A review by woolgatherer
Freshwater, by Akwaeke Emezi

challenging dark emotional tense medium-paced


Freshwater is a relatively short book, but it was absolutely (and perhaps deliberately) challenging to read. It has its own pulse, breathing in an unsettling and yet entrancing manner that pulls you into liminal spaces rooted in Igbo beliefs.

Emezi challenges the reader and takes them out of their comfort zone. Their book sheds Western beliefs like python skin. Freshwater is brilliantly and cleverly written, deconstructing ideas of “mental illness” and gender/sexuality. It’s a critical examination of the influences of colonialism and the pervasiveness of Western understandings of the world. This is all done through one character, Ada, and the pushes and pulls she faces with the ọgbanje that live inside her. Her multiple selves tell the story in a unique fashion, though I was most taken to the moments we get Ada’s perspective (which doesn’t happen too often).

The thing about the ọgbanje is that they’re there to challenge you, the reader, just as much as they push Ada to a particular extreme that will be disorienting and uncomfortable. Furthermore, it’s traumatic and difficult to get through, as Emezi brings in content including but not limited to self-harm, attempted suicide, and sexual assault. Again, this is a challenging book to read and not meant to be consumed in one sitting.

Which leads me to my next point about Freshwater. I believe those who have tried to diagnose/label Ada and/or treated this book as magic realism read an entirely different book and, in my opinion, missed the point. This book will deconstruct what you know and understand in an unnerving way; it pushes you to come to terms with being utterly disoriented and take the position of rethinking how you look at things. Of course, Emezi isn’t throwing the reader into the deep end and expecting them to figure things out on their own. They write vivid descriptions and, at least to me, a followable storyline (in a way, I guess you could call this a Bildungsroman). I realize it’s a bit paradoxical to say that this book is disorienting and followable, but I think it makes sense once you get into the swing of things while reading this book.

▸ **Source records**
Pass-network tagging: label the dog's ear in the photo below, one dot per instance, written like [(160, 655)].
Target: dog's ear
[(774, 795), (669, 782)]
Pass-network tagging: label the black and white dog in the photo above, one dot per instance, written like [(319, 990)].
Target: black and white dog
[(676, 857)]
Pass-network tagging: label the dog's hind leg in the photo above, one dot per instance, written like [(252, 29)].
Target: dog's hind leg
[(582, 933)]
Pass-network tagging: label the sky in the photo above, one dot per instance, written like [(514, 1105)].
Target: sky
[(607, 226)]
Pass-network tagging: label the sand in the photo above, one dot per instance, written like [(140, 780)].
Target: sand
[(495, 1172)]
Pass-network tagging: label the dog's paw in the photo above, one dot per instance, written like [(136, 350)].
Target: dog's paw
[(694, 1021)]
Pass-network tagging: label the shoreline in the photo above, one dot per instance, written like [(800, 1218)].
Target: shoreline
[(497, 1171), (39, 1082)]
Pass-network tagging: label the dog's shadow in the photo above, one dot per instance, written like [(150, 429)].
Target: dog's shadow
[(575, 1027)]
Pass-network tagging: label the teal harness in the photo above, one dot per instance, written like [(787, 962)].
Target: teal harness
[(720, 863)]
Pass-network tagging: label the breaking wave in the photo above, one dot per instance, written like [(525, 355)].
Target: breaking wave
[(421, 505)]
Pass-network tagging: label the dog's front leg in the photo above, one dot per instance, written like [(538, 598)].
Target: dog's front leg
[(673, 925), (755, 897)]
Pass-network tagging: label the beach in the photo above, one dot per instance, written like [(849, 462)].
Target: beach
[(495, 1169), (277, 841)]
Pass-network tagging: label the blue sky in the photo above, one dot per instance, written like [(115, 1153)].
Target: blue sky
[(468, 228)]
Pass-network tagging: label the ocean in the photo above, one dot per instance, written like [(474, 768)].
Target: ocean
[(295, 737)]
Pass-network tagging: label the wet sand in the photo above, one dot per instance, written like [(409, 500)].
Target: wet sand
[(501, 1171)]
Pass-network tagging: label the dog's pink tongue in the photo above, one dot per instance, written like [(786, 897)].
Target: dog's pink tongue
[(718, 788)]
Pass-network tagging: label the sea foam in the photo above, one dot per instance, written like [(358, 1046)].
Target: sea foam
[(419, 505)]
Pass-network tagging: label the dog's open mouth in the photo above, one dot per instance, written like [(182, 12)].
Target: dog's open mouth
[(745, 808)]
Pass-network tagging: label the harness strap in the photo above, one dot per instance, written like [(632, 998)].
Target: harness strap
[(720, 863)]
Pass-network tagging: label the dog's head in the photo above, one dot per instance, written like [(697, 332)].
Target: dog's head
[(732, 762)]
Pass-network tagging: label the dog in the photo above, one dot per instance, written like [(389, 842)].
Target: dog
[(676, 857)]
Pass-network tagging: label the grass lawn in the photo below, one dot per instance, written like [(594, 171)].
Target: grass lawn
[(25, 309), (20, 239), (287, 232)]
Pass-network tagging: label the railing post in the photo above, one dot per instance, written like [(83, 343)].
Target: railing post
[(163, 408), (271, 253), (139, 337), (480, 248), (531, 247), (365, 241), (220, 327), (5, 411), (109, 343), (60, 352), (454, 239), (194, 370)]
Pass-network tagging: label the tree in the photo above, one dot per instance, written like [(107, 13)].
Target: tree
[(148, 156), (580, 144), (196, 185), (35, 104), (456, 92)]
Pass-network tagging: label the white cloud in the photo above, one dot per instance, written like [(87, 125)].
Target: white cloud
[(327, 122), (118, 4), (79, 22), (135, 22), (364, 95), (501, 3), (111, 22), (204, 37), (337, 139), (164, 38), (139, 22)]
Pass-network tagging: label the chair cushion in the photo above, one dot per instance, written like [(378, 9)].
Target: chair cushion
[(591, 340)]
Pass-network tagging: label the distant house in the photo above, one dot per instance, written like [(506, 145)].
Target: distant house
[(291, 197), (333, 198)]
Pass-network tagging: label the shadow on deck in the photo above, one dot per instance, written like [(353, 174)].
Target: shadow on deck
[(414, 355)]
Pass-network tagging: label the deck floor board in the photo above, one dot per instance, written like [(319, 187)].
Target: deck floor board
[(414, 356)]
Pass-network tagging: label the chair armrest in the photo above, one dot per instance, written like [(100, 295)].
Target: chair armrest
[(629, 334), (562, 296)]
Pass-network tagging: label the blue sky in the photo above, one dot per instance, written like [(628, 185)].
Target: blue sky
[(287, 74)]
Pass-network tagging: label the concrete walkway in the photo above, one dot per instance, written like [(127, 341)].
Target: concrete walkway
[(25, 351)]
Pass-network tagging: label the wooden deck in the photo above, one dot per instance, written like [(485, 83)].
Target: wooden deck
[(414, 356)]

▸ **QUESTIONS**
1 - Give a passage of the review again, beginning at the words "Which leads me" and stopping after "reading this book.", with "Bildungsroman" swapped for "coming-of-age novel".
2 - According to the review, what beliefs are the book's liminal spaces rooted in?

▸ **ANSWERS FOR EACH ITEM**
1 -
Which leads me to my next point about Freshwater. I believe those who have tried to diagnose/label Ada and/or treated this book as magic realism read an entirely different book and, in my opinion, missed the point. This book will deconstruct what you know and understand in an unnerving way; it pushes you to come to terms with being utterly disoriented and take the position of rethinking how you look at things. Of course, Emezi isn’t throwing the reader into the deep end and expecting them to figure things out on their own. They write vivid descriptions and, at least to me, a followable storyline (in a way, I guess you could call this a coming-of-age novel). I realize it’s a bit paradoxical to say that this book is disorienting and followable, but I think it makes sense once you get into the swing of things while reading this book.

2 - Igbo beliefs.